* _Opdracht a_
Typ de leestekst hieronder over het werk bij de VNG woord voor woord over, van de kop tot de laatste zin.

* _Leestekst_
»»

‘Lokale bestuurders ontsnappen nooit aan de werkelijkheid’
Wat ziet u als uw belangrijkste taak bij de VNG?
Eigenlijk vind ik dat vooral ‘het verbinden’. De directieraad heeft als taak het bestuur van de vereniging met de leden en de organisatie te verbinden. Je bent echter ook de schakel tussen het bestuur van de vereniging en het kabinet. Daarnaast moet je het boegbeeld zijn. Zeker na alle decentralisaties is het mijn taak de verbinding te maken met allerlei landelijke organisaties, waarvan de leden ook weer moeten samenwerken met gemeenten.’
Op welke manier worden de belangen van zowel grote als kleine gemeenten door de VNG vertegenwoordigd?
Naarmate de decentralisaties doorzetten, worden de overeenkomsten tussen grote en kleine gemeenten groter dan de verschillen. We zijn weliswaar verschillend, maar dat bindt ons als gemeenten. Kleinere gemeenten kunnen heel veel van grote gemeenten leren, maar andersom ook.

««

* _Opdracht b_
Herhaal de records hieronder, niet de leestekst, regel voor regel en zonder iets te veranderen. Laat de afbeeldingen weg.

* _Uittreksel gegevens_
»»

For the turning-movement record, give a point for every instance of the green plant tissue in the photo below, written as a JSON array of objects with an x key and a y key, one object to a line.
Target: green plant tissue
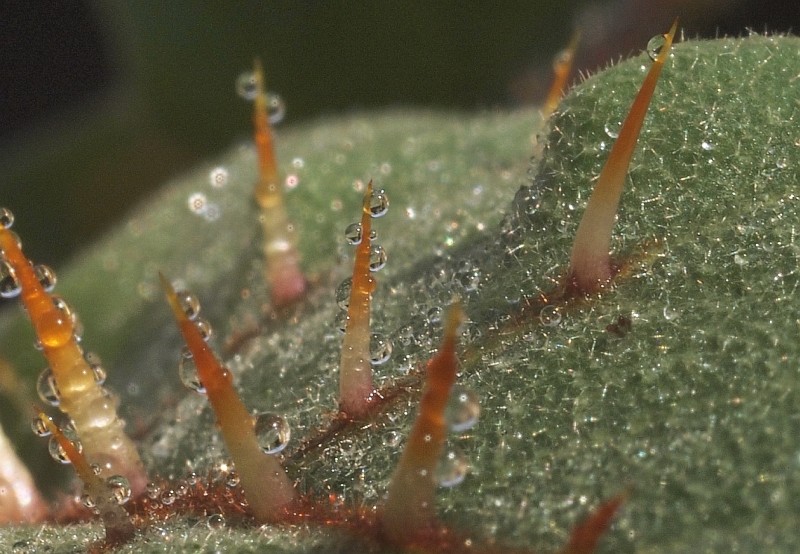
[{"x": 695, "y": 410}]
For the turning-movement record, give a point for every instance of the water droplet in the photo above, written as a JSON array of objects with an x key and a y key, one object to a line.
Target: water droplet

««

* _Antwoord a_
‘Lokale bestuurders ontsnappen nooit aan de werkelijkheid’
Wat ziet u als uw belangrijkste taak bij de VNG?
Eigenlijk vind ik dat vooral ‘het verbinden’. De directieraad heeft als taak het bestuur van de vereniging met de leden en de organisatie te verbinden. Je bent echter ook de schakel tussen het bestuur van de vereniging en het kabinet. Daarnaast moet je het boegbeeld zijn. Zeker na alle decentralisaties is het mijn taak de verbinding te maken met allerlei landelijke organisaties, waarvan de leden ook weer moeten samenwerken met gemeenten.’
Op welke manier worden de belangen van zowel grote als kleine gemeenten door de VNG vertegenwoordigd?
Naarmate de decentralisaties doorzetten, worden de overeenkomsten tussen grote en kleine gemeenten groter dan de verschillen. We zijn weliswaar verschillend, maar dat bindt ons als gemeenten. Kleinere gemeenten kunnen heel veel van grote gemeenten leren, maar andersom ook.

* _Antwoord b_
For the turning-movement record, give a point for every instance of the green plant tissue in the photo below, written as a JSON array of objects with an x key and a y key, one object to a line.
Target: green plant tissue
[{"x": 695, "y": 410}]
For the turning-movement record, give a point for every instance of the water droplet in the photo above, written as a JSON array of objects with an x key and a y key, one object to a line.
Target: water droplet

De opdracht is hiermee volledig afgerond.